**SUPPLIED ENTRIES**

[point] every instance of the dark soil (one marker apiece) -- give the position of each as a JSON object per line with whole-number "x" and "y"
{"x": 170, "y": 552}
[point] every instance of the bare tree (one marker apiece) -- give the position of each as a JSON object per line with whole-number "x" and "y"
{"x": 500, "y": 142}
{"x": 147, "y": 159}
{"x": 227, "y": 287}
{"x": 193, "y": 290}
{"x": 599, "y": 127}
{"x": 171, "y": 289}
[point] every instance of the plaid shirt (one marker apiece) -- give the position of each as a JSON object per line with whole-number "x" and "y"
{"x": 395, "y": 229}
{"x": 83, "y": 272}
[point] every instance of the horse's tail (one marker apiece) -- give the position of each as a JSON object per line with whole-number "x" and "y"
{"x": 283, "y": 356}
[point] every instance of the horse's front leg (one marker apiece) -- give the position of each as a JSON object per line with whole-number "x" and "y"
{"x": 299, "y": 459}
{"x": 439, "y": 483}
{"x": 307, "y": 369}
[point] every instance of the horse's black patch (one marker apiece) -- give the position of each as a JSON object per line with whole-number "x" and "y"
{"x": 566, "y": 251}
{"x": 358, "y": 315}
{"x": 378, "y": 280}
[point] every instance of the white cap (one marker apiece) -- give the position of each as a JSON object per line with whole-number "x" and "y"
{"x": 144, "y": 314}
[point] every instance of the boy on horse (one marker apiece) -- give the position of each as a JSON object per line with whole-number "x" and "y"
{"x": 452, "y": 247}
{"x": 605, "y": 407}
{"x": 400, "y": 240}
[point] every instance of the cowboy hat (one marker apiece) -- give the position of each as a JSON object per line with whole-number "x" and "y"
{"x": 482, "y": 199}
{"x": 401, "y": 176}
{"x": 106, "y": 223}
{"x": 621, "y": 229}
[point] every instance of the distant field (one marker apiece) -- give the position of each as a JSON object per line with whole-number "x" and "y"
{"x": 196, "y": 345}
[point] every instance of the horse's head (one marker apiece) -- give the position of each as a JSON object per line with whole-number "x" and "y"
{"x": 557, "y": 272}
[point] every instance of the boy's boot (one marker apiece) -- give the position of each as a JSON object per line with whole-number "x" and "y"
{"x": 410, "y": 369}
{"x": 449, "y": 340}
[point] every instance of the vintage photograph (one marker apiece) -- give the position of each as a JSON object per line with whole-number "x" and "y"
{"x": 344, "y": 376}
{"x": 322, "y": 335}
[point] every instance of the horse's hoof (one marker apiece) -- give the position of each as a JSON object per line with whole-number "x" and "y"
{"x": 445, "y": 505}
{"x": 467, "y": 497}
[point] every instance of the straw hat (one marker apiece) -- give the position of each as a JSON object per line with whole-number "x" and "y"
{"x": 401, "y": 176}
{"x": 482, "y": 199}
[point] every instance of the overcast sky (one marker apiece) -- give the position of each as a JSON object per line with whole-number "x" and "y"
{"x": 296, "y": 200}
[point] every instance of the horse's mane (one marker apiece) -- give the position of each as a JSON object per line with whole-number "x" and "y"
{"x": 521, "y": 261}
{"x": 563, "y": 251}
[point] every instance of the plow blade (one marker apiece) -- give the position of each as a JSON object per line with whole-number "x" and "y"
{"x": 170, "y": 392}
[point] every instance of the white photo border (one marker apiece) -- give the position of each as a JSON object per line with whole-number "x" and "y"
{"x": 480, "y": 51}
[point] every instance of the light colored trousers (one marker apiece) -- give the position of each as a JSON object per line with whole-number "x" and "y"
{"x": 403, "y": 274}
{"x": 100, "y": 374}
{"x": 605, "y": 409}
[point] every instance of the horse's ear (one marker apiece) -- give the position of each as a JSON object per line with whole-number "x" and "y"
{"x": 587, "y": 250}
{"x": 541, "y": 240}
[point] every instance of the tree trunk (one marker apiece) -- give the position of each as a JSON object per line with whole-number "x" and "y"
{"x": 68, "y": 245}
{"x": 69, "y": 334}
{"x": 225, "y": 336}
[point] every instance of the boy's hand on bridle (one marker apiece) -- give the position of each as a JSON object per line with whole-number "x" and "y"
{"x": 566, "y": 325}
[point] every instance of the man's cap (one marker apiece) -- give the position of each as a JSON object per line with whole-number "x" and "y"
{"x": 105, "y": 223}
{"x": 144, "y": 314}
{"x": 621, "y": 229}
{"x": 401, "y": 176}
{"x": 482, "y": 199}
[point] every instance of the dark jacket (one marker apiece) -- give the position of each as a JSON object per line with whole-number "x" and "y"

**THE PROBLEM**
Each entry above is to be written out exactly.

**EXERCISE ANSWER**
[point] every instance of the dark soil (one marker apiece) -- give the position of each as a JSON object per line with whole-number "x" and "y"
{"x": 170, "y": 552}
[point] every instance of the bare tree (one marker apiece) -- give the position of each as a JSON object per line with whole-number "x" and "y"
{"x": 500, "y": 142}
{"x": 147, "y": 159}
{"x": 227, "y": 287}
{"x": 193, "y": 290}
{"x": 599, "y": 127}
{"x": 171, "y": 289}
[point] every instance of the plaid shirt (one marker apiece) -- give the position of each as a JSON object per line with whole-number "x" and "y"
{"x": 395, "y": 229}
{"x": 83, "y": 272}
[point] every instance of the horse's tail (one marker apiece) -- give the position of each as a JSON object per line with whole-number "x" and "y"
{"x": 283, "y": 356}
[point] every instance of the horse's front leg (one marker apiece) -- give the position of each as a JSON object per line with whole-number "x" and "y"
{"x": 299, "y": 459}
{"x": 439, "y": 483}
{"x": 307, "y": 369}
[point] every instance of the horse's black patch (one marker apiece) -- give the position of each as a JSON object per line with whole-number "x" and "y"
{"x": 566, "y": 251}
{"x": 358, "y": 315}
{"x": 378, "y": 280}
[point] every instance of the white cap (one marker apiece) -- give the position of each as a JSON object per line with whole-number "x" and "y"
{"x": 144, "y": 314}
[point] every instance of the boy on horse (one marker apiece) -- give the position of each as a JSON object per line with whole-number "x" and "y"
{"x": 452, "y": 247}
{"x": 605, "y": 407}
{"x": 400, "y": 240}
[point] every instance of the cowboy hat (one marker apiece) -- give the position of each as a JSON object per line with whole-number "x" and "y"
{"x": 482, "y": 199}
{"x": 401, "y": 176}
{"x": 106, "y": 223}
{"x": 621, "y": 229}
[point] every instance of the distant field (one marker apiece) -- give the position of each as a JSON object per line with whole-number "x" and "y"
{"x": 196, "y": 345}
[point] every instance of the horse's head (one marker apiece) -- give the position of each as a JSON object per line with whole-number "x" and "y"
{"x": 557, "y": 272}
[point] every instance of the boy's boot (one marker apiece) -- give the position of each as a JSON object per line with whole-number "x" and "y"
{"x": 410, "y": 369}
{"x": 449, "y": 340}
[point] every instance of the vintage photograph (one marker apiece) -- give the position of each as a JSON object per line with whole-number "x" and "y"
{"x": 344, "y": 376}
{"x": 322, "y": 335}
[point] every instance of the horse's hoof (one marker apiece) -- give the position of each as a JSON object per line with whole-number "x" and "y"
{"x": 445, "y": 505}
{"x": 467, "y": 497}
[point] every instance of the straw hat (one marker apiece) -- give the position of each as a JSON object per line with whole-number "x" and "y"
{"x": 401, "y": 176}
{"x": 482, "y": 199}
[point] every instance of the overcast sky (one marker apiece) -- give the position of each as a JSON object per line with whole-number "x" and "y"
{"x": 296, "y": 200}
[point] every instance of the horse's mane (one marker apiece) -- give the position of each as a JSON object per line with whole-number "x" and "y"
{"x": 521, "y": 261}
{"x": 563, "y": 251}
[point] every instance of the plow blade (one marker apiece) -- give the position of each as a JSON object per line with whole-number "x" and "y"
{"x": 170, "y": 392}
[point] every instance of the white photo border (one marker apiece) -- give the position of each as a JSON object per line with whole-number "x" and "y"
{"x": 480, "y": 51}
[point] every instance of the light colored trousers (one marker apiece) -- give the position of each as a JSON object per line with whole-number "x" and "y"
{"x": 403, "y": 274}
{"x": 100, "y": 374}
{"x": 605, "y": 409}
[point] every instance of the horse's ear (one marker apiece) -- give the position of each as a JSON object per line with whole-number "x" and "y"
{"x": 587, "y": 250}
{"x": 541, "y": 240}
[point] every instance of the tree trunk (one marker apiece) -- give the position of each as a JSON object per line with whole-number "x" and "y"
{"x": 68, "y": 245}
{"x": 69, "y": 334}
{"x": 225, "y": 336}
[point] every instance of the boy's hand on bridle (one marker apiece) -- give the position of each as a JSON object per line with whole-number "x" and "y"
{"x": 566, "y": 325}
[point] every instance of the man's cap (one marker apiece) -- give the position of each as a JSON object per line with whole-number "x" and "y"
{"x": 105, "y": 223}
{"x": 144, "y": 314}
{"x": 621, "y": 229}
{"x": 401, "y": 176}
{"x": 482, "y": 199}
[point] every instance of the dark jacket (one marker apiece) -- give the position of each as a JSON object per line with whole-number "x" and "y"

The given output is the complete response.